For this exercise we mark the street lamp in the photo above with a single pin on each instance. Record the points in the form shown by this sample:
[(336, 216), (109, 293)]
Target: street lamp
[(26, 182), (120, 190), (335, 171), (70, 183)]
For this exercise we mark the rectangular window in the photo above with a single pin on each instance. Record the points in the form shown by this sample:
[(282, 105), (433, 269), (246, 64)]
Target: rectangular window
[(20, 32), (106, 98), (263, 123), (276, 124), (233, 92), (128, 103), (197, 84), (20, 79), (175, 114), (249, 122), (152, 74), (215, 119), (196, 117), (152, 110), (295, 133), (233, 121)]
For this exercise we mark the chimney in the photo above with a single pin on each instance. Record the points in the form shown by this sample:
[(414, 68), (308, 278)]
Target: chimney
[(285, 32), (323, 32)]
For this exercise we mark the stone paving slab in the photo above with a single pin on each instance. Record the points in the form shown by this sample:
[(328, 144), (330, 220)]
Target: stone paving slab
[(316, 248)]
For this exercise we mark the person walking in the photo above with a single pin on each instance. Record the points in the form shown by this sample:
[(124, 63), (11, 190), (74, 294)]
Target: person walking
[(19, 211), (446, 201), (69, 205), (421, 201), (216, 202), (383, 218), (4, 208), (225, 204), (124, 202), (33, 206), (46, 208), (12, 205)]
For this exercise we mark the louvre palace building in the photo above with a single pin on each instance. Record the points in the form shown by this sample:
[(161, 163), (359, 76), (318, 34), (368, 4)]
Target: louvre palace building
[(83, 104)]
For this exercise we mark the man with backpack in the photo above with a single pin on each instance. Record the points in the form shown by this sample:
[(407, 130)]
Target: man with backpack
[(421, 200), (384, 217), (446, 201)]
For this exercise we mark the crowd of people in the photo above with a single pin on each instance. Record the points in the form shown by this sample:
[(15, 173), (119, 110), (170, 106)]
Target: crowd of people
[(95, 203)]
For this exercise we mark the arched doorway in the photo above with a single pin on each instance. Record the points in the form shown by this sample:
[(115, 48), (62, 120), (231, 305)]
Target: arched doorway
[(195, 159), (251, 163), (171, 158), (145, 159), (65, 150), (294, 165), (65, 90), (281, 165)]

--- --- ---

[TASK GOAL]: Copy the records from the line with "For this exercise we mark the arched" through the end of the records, substituting "arched entrance" for "arched doorway" and leaving everything else unchanged.

[ANSWER TO THE PROBLEM]:
For this exercise we mark the arched entrance in the photo above with a single pin on each instance. Record the points in the form shown by this sample:
[(115, 48), (62, 120), (231, 305)]
Target: arched entrance
[(195, 159), (251, 163), (171, 158), (145, 159), (65, 150), (294, 165), (65, 90), (281, 165)]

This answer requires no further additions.